-- Start WORKING DATA --
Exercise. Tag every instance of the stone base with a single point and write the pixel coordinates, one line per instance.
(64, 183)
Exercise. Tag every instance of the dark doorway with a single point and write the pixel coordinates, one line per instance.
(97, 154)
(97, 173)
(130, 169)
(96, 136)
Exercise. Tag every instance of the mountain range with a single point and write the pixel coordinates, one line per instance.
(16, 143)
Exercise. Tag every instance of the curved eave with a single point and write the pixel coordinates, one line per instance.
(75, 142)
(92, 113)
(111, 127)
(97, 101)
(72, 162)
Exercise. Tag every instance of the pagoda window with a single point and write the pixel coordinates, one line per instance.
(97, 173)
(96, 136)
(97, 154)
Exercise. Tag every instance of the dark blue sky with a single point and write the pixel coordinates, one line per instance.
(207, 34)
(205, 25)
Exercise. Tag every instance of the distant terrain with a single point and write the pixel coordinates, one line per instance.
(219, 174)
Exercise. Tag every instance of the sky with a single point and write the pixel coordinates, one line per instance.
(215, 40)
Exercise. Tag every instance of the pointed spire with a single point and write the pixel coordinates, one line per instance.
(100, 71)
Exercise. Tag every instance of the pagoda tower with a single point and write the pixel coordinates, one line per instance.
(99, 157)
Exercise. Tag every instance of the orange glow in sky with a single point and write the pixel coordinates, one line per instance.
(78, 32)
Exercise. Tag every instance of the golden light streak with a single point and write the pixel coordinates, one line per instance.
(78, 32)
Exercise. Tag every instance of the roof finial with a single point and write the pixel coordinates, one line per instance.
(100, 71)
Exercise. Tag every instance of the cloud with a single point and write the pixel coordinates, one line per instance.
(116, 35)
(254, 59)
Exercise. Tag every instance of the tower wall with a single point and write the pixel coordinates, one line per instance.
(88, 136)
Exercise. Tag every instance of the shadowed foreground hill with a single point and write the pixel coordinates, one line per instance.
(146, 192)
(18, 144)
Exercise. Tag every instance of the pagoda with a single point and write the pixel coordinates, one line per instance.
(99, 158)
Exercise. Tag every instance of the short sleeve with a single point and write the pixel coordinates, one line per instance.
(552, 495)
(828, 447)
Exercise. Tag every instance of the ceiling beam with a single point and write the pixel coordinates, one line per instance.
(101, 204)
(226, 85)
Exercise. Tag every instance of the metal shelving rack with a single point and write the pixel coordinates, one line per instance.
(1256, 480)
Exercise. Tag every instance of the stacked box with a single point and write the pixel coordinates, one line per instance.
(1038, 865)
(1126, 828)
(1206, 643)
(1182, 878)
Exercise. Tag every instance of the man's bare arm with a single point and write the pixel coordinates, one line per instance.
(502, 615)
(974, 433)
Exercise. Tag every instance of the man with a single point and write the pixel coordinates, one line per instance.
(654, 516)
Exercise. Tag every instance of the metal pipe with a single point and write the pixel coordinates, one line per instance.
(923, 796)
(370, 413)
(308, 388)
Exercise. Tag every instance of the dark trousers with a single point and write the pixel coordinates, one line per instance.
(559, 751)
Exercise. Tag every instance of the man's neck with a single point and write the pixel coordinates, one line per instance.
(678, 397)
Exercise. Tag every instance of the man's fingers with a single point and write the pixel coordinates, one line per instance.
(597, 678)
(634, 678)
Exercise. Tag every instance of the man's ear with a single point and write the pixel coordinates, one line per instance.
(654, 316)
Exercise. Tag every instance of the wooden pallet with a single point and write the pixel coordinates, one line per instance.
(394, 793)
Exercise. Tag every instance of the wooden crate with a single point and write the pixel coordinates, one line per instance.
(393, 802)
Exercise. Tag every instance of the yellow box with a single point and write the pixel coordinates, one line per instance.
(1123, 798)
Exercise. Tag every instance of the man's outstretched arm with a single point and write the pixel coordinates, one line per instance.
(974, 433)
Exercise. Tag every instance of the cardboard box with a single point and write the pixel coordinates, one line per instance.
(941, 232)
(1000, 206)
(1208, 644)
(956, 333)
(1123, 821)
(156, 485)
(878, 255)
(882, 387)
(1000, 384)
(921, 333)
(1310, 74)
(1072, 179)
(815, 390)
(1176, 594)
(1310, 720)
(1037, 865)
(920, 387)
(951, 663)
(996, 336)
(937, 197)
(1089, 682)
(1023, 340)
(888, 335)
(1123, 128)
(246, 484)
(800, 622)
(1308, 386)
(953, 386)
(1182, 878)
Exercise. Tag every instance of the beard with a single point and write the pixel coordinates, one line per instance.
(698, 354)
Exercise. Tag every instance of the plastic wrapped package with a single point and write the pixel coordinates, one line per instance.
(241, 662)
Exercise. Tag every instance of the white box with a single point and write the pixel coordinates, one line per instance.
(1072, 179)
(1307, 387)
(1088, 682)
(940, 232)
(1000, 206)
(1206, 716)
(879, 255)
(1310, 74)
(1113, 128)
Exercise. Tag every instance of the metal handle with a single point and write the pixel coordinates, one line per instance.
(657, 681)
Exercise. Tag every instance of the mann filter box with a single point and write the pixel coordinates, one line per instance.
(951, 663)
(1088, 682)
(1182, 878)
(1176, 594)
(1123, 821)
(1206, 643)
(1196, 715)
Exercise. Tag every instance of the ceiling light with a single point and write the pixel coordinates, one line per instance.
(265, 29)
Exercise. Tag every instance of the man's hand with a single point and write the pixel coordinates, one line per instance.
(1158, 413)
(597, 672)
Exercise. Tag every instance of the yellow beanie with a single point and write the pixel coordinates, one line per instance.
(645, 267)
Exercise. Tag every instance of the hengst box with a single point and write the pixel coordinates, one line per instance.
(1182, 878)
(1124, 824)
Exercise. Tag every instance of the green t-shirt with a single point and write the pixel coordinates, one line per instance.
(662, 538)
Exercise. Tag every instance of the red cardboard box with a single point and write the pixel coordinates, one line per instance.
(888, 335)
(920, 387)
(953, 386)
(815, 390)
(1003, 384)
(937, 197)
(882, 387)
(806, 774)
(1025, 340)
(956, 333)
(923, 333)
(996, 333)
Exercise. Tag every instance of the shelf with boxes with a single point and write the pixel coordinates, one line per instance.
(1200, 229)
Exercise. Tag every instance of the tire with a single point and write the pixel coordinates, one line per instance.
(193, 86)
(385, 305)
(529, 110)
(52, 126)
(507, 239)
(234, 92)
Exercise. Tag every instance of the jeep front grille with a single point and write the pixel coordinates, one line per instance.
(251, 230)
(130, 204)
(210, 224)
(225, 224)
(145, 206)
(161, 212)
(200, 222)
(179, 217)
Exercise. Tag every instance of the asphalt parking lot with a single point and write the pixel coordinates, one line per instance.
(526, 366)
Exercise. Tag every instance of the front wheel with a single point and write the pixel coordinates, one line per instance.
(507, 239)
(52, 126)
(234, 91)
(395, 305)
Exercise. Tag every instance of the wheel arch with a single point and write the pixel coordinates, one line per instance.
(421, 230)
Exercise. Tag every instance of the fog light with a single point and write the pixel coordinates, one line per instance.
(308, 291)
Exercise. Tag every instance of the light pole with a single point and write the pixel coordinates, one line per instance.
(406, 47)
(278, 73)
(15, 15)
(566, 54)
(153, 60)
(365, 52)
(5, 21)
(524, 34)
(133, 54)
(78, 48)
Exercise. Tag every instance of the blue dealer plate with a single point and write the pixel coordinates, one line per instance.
-- End WORKING DATA --
▸ WORK INSTRUCTIONS: With the line containing "Exercise. Tag every instance of the asphalt" as the first and the last line of the records as the final one, print exactly the lines in that span.

▸ RESULT OF THE EXERCISE:
Exercise. Tag every instance of the asphalt parking lot with a single point and write the pixel coordinates, one line per instance.
(526, 366)
Exercise. Tag every instance of the front wheel with a single point and write the pixel coordinates, one line per instance.
(507, 239)
(52, 126)
(234, 91)
(395, 305)
Exercise. Tag every instance of the wheel arch with a single point and write the pixel coordinates, one line per instance.
(421, 230)
Exercise. Tag every instance of the fog light with a single point and write the pixel coordinates, one line per instance.
(308, 291)
Exercise. Tag every instance of the light pole with a single point and write the pixel coordinates, one line per instance.
(406, 47)
(278, 73)
(15, 15)
(566, 54)
(153, 60)
(365, 52)
(5, 21)
(524, 34)
(133, 54)
(78, 48)
Exercise. Tag every instance of the blue dealer plate with a single point and write the pixel coordinates, one line per instance.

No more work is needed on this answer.